* [WHAT IS NEEDED] Across the entries that follow, count each line holding "shadow" and state the total alone.

[[ RECORDS TO PROCESS open ]]

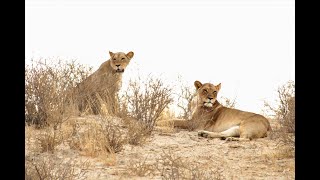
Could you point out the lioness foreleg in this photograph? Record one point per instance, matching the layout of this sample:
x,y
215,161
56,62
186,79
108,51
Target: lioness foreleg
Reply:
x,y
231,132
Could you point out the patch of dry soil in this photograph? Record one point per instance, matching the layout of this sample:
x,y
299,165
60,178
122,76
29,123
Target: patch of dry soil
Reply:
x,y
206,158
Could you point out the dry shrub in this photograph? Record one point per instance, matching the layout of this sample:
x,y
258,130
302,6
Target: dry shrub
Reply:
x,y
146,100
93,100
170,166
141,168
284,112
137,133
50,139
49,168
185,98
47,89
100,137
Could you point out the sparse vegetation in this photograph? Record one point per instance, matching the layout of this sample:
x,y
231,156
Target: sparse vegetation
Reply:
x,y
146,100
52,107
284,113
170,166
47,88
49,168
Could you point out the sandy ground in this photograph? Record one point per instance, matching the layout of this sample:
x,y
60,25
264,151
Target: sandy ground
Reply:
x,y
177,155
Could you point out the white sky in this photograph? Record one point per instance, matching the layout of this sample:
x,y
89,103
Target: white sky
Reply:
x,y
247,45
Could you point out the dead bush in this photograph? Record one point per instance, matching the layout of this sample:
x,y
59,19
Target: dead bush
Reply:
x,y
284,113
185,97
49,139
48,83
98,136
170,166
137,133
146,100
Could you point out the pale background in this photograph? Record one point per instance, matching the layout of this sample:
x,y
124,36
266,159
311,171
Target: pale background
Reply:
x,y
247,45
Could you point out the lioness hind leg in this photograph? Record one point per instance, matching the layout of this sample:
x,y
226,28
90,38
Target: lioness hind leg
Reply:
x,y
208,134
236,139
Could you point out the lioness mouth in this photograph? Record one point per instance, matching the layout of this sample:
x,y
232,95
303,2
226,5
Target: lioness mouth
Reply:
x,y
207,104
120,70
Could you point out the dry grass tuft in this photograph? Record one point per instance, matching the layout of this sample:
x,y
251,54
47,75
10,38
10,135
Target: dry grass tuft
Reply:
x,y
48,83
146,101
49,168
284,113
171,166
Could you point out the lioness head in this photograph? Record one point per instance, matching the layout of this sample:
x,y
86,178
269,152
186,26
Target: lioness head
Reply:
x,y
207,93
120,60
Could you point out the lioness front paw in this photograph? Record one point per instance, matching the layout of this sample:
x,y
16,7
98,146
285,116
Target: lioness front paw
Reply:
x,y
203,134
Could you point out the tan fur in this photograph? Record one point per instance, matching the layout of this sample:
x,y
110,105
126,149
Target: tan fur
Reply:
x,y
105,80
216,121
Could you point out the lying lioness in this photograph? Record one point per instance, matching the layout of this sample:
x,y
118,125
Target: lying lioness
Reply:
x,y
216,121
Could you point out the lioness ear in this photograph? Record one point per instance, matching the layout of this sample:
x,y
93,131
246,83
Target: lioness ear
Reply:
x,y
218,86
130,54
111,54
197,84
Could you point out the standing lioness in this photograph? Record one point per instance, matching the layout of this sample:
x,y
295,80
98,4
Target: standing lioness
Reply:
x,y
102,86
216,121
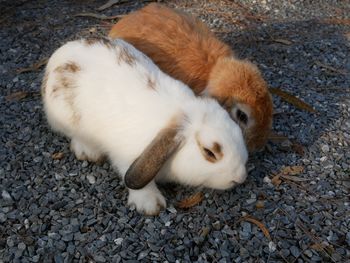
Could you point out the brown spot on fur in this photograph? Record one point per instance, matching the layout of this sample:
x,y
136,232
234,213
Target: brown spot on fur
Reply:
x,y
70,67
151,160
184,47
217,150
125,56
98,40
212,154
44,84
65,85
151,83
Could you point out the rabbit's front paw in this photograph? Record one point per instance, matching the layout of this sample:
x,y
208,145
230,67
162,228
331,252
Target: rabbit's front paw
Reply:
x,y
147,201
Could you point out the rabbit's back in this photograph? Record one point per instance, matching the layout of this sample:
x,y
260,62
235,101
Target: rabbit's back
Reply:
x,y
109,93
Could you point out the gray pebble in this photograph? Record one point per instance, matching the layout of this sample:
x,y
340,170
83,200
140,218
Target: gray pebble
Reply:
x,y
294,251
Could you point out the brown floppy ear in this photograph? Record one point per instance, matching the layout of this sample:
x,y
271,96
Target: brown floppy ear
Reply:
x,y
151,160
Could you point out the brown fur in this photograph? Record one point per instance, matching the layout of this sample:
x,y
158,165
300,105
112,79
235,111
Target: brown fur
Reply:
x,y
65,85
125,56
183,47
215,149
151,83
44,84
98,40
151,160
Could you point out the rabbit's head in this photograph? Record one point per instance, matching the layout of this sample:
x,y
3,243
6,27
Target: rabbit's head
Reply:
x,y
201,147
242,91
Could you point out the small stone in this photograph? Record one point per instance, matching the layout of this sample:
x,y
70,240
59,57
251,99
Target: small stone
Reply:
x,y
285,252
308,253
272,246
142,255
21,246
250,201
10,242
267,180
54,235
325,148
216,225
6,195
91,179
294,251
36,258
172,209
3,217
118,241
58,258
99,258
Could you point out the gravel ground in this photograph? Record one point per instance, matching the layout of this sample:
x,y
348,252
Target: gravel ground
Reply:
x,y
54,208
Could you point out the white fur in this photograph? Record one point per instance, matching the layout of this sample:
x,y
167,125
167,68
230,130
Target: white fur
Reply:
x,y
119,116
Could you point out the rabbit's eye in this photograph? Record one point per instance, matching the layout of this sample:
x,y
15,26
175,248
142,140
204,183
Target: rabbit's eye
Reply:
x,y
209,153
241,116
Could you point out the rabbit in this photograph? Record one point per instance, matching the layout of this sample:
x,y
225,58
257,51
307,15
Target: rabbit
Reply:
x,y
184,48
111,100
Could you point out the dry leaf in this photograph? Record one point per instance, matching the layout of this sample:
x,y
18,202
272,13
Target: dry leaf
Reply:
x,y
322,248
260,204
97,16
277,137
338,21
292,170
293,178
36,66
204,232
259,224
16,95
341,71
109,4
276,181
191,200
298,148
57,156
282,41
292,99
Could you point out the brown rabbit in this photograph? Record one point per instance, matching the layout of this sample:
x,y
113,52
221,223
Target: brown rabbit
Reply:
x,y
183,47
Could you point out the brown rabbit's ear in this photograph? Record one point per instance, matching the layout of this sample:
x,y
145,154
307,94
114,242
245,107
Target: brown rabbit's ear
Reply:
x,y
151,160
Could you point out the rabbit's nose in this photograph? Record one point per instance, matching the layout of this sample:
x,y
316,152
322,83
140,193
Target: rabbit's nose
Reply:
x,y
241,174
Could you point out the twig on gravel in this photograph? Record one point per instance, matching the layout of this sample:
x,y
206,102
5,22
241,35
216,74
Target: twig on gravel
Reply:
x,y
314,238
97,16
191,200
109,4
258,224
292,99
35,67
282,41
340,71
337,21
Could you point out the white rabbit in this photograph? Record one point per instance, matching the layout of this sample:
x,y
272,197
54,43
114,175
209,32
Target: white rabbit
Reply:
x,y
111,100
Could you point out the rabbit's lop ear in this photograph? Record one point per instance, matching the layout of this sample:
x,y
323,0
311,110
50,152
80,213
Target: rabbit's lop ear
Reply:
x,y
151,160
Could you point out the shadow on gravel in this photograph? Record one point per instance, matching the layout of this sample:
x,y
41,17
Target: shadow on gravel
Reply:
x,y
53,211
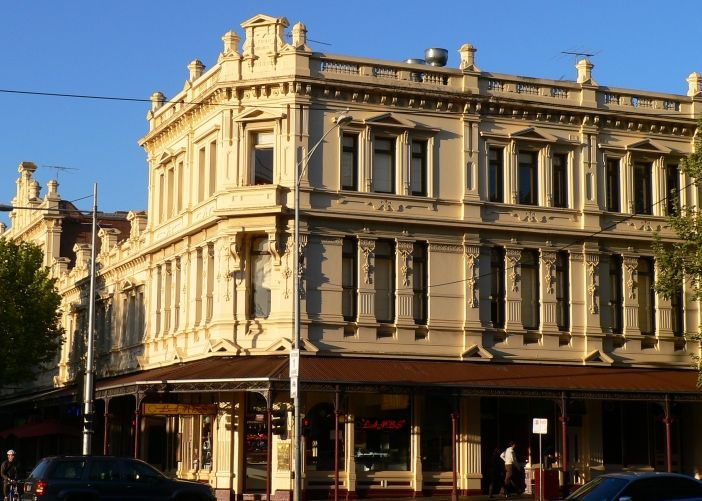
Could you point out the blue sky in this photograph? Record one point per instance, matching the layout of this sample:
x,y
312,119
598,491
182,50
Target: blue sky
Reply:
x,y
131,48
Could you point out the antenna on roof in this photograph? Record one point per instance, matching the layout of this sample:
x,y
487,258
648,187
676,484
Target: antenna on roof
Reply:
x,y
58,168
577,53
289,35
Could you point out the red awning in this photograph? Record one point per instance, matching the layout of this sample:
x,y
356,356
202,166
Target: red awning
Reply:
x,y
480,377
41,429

[[ RECORDS TO PROCESS closed ]]

* [RESULT OF THE TASK] 2